- **DATASET CONTENT**
—————

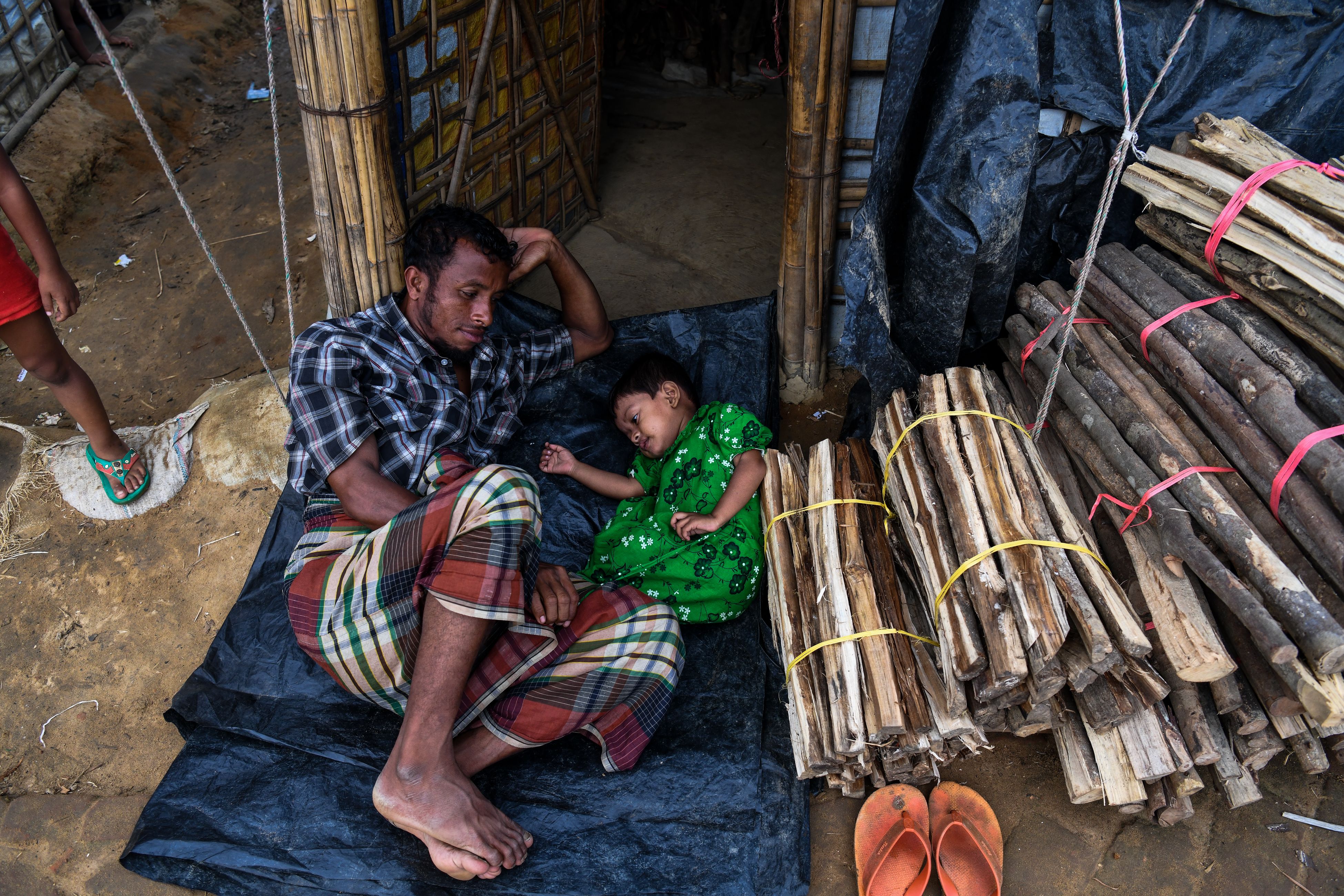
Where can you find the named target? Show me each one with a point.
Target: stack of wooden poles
(1285, 253)
(1244, 604)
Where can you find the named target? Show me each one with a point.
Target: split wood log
(1310, 751)
(1186, 199)
(1146, 745)
(1031, 484)
(1144, 680)
(1314, 319)
(1187, 712)
(1292, 604)
(1256, 751)
(1236, 784)
(1268, 685)
(925, 514)
(1082, 780)
(1310, 233)
(879, 675)
(1263, 391)
(1269, 287)
(1245, 148)
(1053, 455)
(1186, 629)
(818, 627)
(1178, 809)
(1120, 786)
(1048, 676)
(1075, 660)
(1038, 608)
(835, 600)
(1107, 597)
(1244, 496)
(1249, 716)
(1187, 784)
(1175, 528)
(806, 702)
(1261, 335)
(867, 487)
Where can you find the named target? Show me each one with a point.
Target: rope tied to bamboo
(359, 112)
(176, 189)
(1128, 143)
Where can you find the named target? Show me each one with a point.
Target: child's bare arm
(561, 461)
(748, 474)
(60, 295)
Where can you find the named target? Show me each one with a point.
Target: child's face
(654, 422)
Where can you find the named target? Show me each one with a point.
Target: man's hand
(60, 295)
(693, 525)
(554, 601)
(534, 250)
(557, 459)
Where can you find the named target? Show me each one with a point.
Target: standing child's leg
(38, 350)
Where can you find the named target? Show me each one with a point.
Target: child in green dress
(689, 526)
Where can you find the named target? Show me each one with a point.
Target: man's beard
(443, 348)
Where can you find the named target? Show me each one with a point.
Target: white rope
(280, 178)
(173, 182)
(1128, 142)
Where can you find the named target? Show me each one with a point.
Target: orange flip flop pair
(892, 843)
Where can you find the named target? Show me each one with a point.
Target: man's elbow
(588, 346)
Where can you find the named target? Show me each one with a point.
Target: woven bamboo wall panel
(518, 172)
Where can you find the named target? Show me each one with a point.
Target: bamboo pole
(474, 97)
(533, 33)
(339, 73)
(806, 69)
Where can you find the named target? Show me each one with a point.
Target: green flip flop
(119, 471)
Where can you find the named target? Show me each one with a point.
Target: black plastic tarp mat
(271, 793)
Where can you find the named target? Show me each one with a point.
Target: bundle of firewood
(1254, 667)
(1284, 253)
(870, 709)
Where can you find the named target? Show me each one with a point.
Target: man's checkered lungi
(357, 598)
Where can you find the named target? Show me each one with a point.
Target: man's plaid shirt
(371, 373)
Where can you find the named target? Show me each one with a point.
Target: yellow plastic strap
(886, 467)
(815, 507)
(850, 637)
(980, 557)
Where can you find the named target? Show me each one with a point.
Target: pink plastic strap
(1031, 346)
(1162, 487)
(1244, 195)
(1293, 460)
(1177, 312)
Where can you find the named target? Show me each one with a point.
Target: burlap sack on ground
(166, 448)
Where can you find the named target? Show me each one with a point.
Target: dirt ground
(123, 612)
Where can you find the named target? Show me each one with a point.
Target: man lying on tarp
(398, 414)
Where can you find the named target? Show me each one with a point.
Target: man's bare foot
(466, 835)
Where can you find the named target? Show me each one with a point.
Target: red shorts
(19, 293)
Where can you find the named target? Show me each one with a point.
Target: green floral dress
(710, 578)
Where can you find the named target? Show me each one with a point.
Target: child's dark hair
(647, 377)
(432, 240)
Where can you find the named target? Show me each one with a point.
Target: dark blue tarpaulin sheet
(967, 199)
(271, 793)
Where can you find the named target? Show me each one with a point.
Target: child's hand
(557, 459)
(693, 525)
(60, 295)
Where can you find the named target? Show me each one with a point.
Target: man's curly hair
(432, 240)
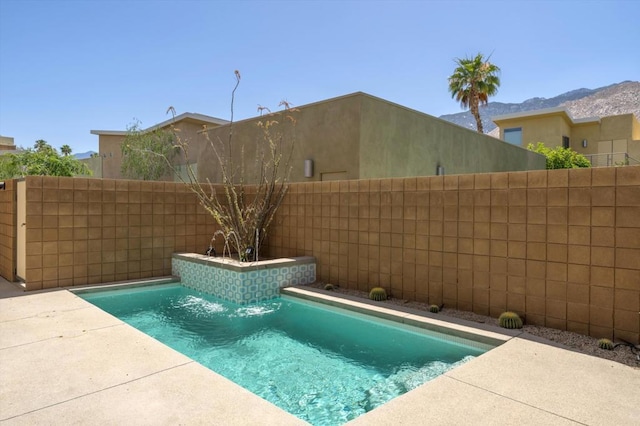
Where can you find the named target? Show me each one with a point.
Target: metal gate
(21, 232)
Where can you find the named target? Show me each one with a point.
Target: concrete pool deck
(64, 361)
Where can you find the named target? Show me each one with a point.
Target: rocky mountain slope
(620, 98)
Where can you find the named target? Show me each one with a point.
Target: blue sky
(68, 67)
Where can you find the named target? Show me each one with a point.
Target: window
(513, 135)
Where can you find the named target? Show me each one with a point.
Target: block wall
(87, 231)
(561, 247)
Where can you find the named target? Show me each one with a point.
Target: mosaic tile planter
(242, 283)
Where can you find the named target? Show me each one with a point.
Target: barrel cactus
(510, 320)
(378, 293)
(605, 344)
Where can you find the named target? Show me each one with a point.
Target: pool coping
(413, 317)
(519, 382)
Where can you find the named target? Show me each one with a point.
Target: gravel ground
(578, 342)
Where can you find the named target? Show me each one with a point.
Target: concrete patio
(64, 361)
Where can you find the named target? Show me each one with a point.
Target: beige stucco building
(605, 141)
(7, 144)
(109, 160)
(356, 136)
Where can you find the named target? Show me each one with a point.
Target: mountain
(83, 155)
(620, 98)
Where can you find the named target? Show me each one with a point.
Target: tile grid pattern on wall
(561, 247)
(86, 231)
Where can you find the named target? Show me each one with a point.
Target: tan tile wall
(87, 231)
(560, 247)
(7, 230)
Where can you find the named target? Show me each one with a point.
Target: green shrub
(605, 344)
(378, 293)
(510, 320)
(559, 157)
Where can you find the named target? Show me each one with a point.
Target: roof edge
(545, 111)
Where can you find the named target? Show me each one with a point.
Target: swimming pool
(322, 364)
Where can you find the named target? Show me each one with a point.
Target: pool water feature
(322, 364)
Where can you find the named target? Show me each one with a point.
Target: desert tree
(245, 199)
(472, 82)
(41, 160)
(147, 154)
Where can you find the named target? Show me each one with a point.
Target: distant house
(356, 136)
(6, 144)
(605, 141)
(109, 159)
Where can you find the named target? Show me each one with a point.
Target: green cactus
(378, 293)
(605, 344)
(510, 320)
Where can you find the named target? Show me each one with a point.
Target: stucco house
(605, 141)
(110, 142)
(356, 136)
(7, 144)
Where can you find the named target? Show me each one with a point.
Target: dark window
(513, 135)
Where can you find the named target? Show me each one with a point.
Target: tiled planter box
(238, 282)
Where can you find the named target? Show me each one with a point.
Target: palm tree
(472, 82)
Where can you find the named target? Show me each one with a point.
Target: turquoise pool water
(324, 365)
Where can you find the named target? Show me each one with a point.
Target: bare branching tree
(246, 199)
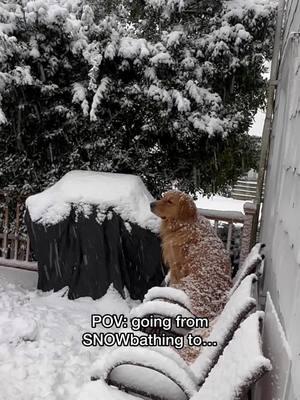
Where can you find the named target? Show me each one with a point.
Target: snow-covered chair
(238, 307)
(169, 302)
(164, 302)
(163, 375)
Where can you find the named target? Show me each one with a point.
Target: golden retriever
(196, 257)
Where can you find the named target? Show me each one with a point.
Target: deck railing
(15, 244)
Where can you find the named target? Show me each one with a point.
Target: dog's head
(175, 206)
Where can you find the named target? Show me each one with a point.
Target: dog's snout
(152, 205)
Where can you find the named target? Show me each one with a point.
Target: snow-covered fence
(235, 217)
(14, 241)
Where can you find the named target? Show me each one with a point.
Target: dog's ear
(187, 209)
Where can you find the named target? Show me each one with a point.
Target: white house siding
(281, 216)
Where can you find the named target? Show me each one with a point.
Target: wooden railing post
(249, 211)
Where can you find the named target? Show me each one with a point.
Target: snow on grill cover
(91, 229)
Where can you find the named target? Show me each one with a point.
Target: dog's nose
(152, 205)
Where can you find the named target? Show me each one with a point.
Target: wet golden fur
(196, 257)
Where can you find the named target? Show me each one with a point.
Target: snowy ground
(41, 354)
(220, 203)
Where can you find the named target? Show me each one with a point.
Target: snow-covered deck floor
(41, 355)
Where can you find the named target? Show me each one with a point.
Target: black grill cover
(88, 256)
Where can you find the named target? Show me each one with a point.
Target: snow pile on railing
(238, 306)
(241, 364)
(124, 194)
(149, 371)
(162, 308)
(168, 293)
(251, 262)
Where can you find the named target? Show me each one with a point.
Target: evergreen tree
(166, 89)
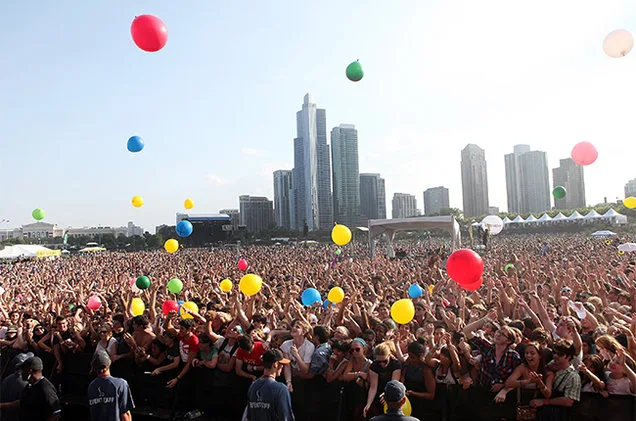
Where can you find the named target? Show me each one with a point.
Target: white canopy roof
(21, 250)
(575, 215)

—————

- **YOUR GOAL**
Print all of the records above word for word, but leave the pictures out.

- **CORRECT ANSWER**
Where can you find the named target? Show me each one with a point.
Target: stack of wooden poles
(1285, 253)
(1244, 604)
Where can you find the named target? Show me each one with a point.
Target: split wood log
(1310, 751)
(1186, 199)
(1146, 745)
(1031, 484)
(1144, 680)
(1314, 319)
(1187, 712)
(1292, 604)
(1256, 751)
(1236, 784)
(1268, 685)
(925, 514)
(1082, 780)
(1310, 233)
(879, 675)
(1263, 391)
(1269, 287)
(1245, 148)
(1053, 455)
(1186, 629)
(818, 627)
(1178, 809)
(1120, 786)
(1048, 676)
(1075, 660)
(1038, 608)
(835, 600)
(1107, 597)
(1244, 496)
(1249, 716)
(1187, 784)
(1175, 528)
(806, 702)
(1261, 335)
(867, 487)
Where can you find the named target? Show me each one with a point.
Target: rope tied to bamboo
(359, 112)
(176, 189)
(1128, 143)
Where can you find the named target? Show me each one with a point.
Target: child's bare arm
(561, 461)
(748, 474)
(60, 295)
Where can you find the named target? Show me each one with a point.
Target: child's face
(654, 422)
Where can you find the named target? Show me each one with a point.
Target: man's hand
(60, 295)
(693, 525)
(554, 601)
(534, 250)
(557, 459)
Where can you find the named target? Show me each one with a point.
Target: standing child's leg
(38, 350)
Where can you find the named target? Show me each one with a point.
Target: child in green dress
(689, 526)
Where can you find the named target? Show me each one with a point.
Target: man's beard
(443, 348)
Where can you find the named target? Show me each one with a point.
Target: white rope
(280, 178)
(173, 182)
(1128, 142)
Where can you find the named target? Show me each one with a point.
Target: orange flip flop pair
(892, 843)
Where can you find the named target? Show me each one with a point.
Target: man's elbow
(588, 346)
Where can you find the named target? Show me each one with a point.
Target: woven bamboo wall panel
(518, 172)
Where can you find the named target? Show me each one with a point.
Target: bamboo pole
(474, 97)
(533, 33)
(339, 73)
(806, 69)
Where can you find the named target? Show me each one with a point.
Target: green flip flop
(119, 471)
Where can you find the named target? Show me each one with a point.
Target: black plastic tarp mat
(271, 793)
Where can you find the named target? Show me each one with a point.
Target: bundle of firewood
(1254, 667)
(1284, 253)
(870, 709)
Where can you find the named target? Show me each one with a point.
Target: man's checkered lungi
(357, 598)
Where can you find the named target? Show me each one with a point.
Target: man's plaid shirt
(371, 373)
Where can you find the named target? Show me each one with a point.
Target: yellow plastic strap
(886, 467)
(815, 507)
(850, 637)
(980, 557)
Where can you find the named target? Show me each one with a point.
Target: pink plastic strap
(1031, 346)
(1162, 487)
(1244, 195)
(1293, 460)
(1177, 312)
Where can you find the named target? Show me each one with a point.
Target: burlap sack on ground
(166, 448)
Where can you find the named target? Show me each one with a point.
Target: dirt ground
(123, 612)
Where can you find the named target? Show me each one with a point.
Target: man lying on tarp
(398, 414)
Where can you find the named target? Show me each one with a point.
Target: man's bare foot
(466, 835)
Where can you find the named target? Show me each one with a point.
Target: red shorts
(19, 293)
Where can you find the named target? Show me each one with a point.
Target: green floral dress
(710, 578)
Where can you find the named target? Show me each one with a point.
Target: child's dark hair
(647, 377)
(432, 240)
Where can you find the named target? Show me each one with a point.
Target: dark blue tarpaulin sheet
(967, 199)
(271, 793)
Where can you find the named target? Show me each one with a point.
Target: child's hand
(557, 459)
(693, 525)
(60, 295)
Where can you find the named target? Show me each one with a point.
Target: man's curly hair
(432, 240)
Where can you find the named target? Show me each one with a point.
Target: metal gate
(21, 232)
Where can you find the named target? Show me each one with a point.
Target: concrete pool deck
(64, 361)
Where can you find the named target? Show me each one with a point.
Target: rocky mountain slope
(620, 98)
Where can you find the named target? Show me each one with a point.
Target: blue sky
(68, 67)
Where can you find the named target? Show me each one with a point.
Target: window
(513, 135)
Where can you find the named target? Show me each one with a point.
Target: block wall
(87, 231)
(561, 247)
Where can you find the named target? Show me each one with a point.
Target: mosaic tile planter
(242, 283)
Where can you find the named target? Show me each one with a point.
Target: barrel cactus
(510, 320)
(378, 293)
(605, 344)
Where can you find the named target? Show me each one with a point.
Target: pool coping
(413, 317)
(519, 382)
Where can you find the named target? Show me each one with a point.
Target: gravel ground
(578, 342)
Where can you find the named target? Show me each one with a point.
Target: concrete patio
(64, 361)
Where can you find the named target? Show me each one with a point.
Target: beige stucco building
(605, 141)
(7, 144)
(109, 160)
(356, 136)
Where can you find the named target? Show me each one with a point.
Target: mountain
(83, 155)
(620, 98)
Where can you find the named target? Show me each one with a point.
Target: tile grid pattern on wall
(561, 247)
(86, 231)
Where can you find the named target? Show me each one with a point.
Target: tan tile wall
(87, 231)
(560, 247)
(7, 230)
Where can you find the named target? Show me each one with a point.
Target: green shrub
(605, 344)
(378, 293)
(510, 320)
(559, 157)
Where can you find the named target? Show me each one with a point.
Target: roof edge
(545, 111)
Where can you find the named target? Show me each one with a point.
Target: swimming pool
(322, 364)
Where can you find the named target? Show me each one with a point.
Target: pool water feature
(322, 364)
Where can you find the named target? Show me each one with a point.
Target: desert tree
(245, 199)
(472, 82)
(41, 160)
(147, 154)
Where can you find the named target? Show me each one with a point.
Target: distant house
(356, 136)
(6, 144)
(605, 141)
(109, 159)
Where can you find the named target? Show me each one with a point.
Target: green cactus
(378, 293)
(605, 344)
(510, 320)
Where can you find the named target? Show me each one with a point.
Target: stucco house
(605, 141)
(110, 142)
(356, 136)
(7, 144)
Where can you find the named target? Show me each one with a point.
Target: dark window
(513, 135)
Where can you find the named target? Show me each one with a point.
Target: tiled planter box
(238, 282)
Where can you find the named target? Show me each one with a point.
Target: palm tree
(472, 82)
Where can you find the named target? Show me each one with a point.
Target: turquoise pool water
(324, 365)
Where can you find the named target? Show me each one with a point.
Target: bare branching tree
(246, 199)
Where can you find the named target? Show me each one with a point.
Target: snow-covered chair
(238, 307)
(169, 302)
(164, 302)
(163, 375)
Where can you find the named target? Show me each one with a point.
Target: golden retriever
(196, 257)
Where can you find the named target? Show me each one with a point.
Target: deck railing
(15, 244)
Where can you find the named target? Show me each one with a point.
Target: dog's head
(175, 206)
Where can you find the named target? Show me each one with a point.
Target: dog's snout
(152, 205)
Where can you find the named target? Show me each one with a point.
Target: snow-covered fence
(235, 217)
(14, 241)
Where can you find the named target? Show me each one with a point.
Target: dog's ear
(187, 209)
Where can you find the named target? Show me each one with a point.
Target: white house siding
(281, 216)
Where can you find the named target? Show me each one with a point.
Target: wooden railing post
(249, 211)
Where can you find the named target? Show me each one with a point.
Target: snow on grill cover
(91, 229)
Where can you find the named target? Show me each one with a point.
Target: dog's nose
(152, 205)
Where can you find the named target? Show me each one with a point.
Target: wet golden fur
(196, 257)
Where can you find the named target? Show me each one with a point.
Target: snowy ground
(41, 354)
(220, 203)
Where can you find the named target? Show me each one with a point.
Target: snow-covered deck floor
(41, 355)
Where can you find the named target? Show me each one with a point.
Target: black grill cover
(88, 256)
Where can you find the named target? Show me each one with a point.
Target: snow pile on railing
(238, 306)
(241, 364)
(124, 194)
(149, 371)
(162, 308)
(168, 293)
(251, 262)
Where can you find the named target? Show me each one with a point.
Target: evergreen tree
(166, 89)
Where can you find the named target? Show me each one with a point.
Target: white canopy roof
(21, 250)
(575, 215)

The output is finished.